** Exercise requirements **
Turn the records below into a JSON list of strings, one string per line, with blank lines left out. Include every line except the pictures.

** Data provided **
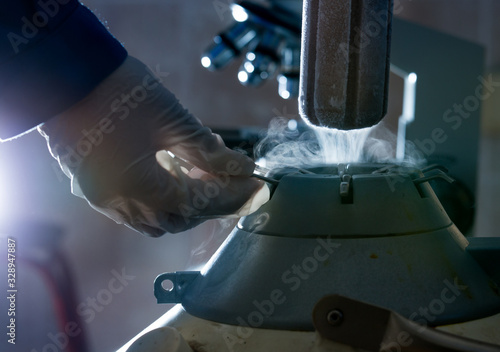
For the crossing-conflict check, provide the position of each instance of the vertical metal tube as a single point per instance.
(345, 62)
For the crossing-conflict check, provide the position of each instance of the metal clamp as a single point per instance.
(433, 174)
(180, 281)
(362, 325)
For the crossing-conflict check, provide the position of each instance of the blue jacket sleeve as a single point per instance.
(52, 54)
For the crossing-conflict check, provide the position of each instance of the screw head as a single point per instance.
(335, 317)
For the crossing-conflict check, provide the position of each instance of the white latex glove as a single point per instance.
(113, 144)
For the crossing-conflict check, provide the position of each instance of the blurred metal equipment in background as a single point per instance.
(268, 34)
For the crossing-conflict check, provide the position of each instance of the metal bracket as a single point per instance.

** Final answer **
[
  "For the crossing-conflict check, provide the position of each instance of the vertical metal tube as a single point per instance.",
  "(345, 62)",
  "For the crossing-conflict check, provide the position of each instance of the metal clamp as a single point per instance.",
  "(433, 174)",
  "(180, 281)",
  "(362, 325)",
  "For the crossing-conflict check, provide the position of each instance of the blue jacket sleeve as a single point per instance.",
  "(52, 54)",
  "For the crossing-conflict check, provide the position of each instance of the screw head as a single point per instance.",
  "(335, 317)",
  "For the crossing-conflict check, provide the position of each instance of the white latex glove as a single point per instance.",
  "(113, 144)",
  "For the crossing-conflict check, provide the position of each instance of the blurred metal equipment in background as a single point per instance.",
  "(268, 34)",
  "For the crossing-conflict check, provide the position of each instance of the metal bracket as a single point per instance."
]